* **Work task**
Your reply should hold only the lines from the records below where "spider" occurs.

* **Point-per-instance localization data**
=== Begin Enclosure ===
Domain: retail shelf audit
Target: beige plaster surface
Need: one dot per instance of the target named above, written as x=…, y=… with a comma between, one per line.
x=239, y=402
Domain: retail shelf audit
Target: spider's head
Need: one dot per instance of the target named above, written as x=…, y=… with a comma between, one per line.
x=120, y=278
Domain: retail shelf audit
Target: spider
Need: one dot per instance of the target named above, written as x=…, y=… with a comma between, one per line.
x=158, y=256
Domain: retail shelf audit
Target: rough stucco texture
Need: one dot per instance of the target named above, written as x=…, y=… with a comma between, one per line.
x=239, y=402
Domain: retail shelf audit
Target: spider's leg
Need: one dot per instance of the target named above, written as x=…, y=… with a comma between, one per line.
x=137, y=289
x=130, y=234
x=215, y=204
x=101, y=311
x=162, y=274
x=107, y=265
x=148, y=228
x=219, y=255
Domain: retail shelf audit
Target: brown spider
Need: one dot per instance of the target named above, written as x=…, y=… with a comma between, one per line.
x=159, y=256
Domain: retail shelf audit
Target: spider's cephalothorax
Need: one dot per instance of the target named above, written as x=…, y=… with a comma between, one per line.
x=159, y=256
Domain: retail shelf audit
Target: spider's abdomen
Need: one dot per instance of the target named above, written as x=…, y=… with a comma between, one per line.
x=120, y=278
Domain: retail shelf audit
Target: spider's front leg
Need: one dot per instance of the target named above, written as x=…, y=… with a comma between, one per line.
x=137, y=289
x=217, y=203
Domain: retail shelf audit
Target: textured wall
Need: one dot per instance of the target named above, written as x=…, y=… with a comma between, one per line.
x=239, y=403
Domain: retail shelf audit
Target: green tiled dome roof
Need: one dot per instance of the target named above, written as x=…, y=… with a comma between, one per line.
=== End Enclosure ===
* **Exercise output**
Target: spider's head
Target: spider
Target: spider's leg
Target: brown spider
Target: spider's cephalothorax
Target: spider's abdomen
Target: spider's front leg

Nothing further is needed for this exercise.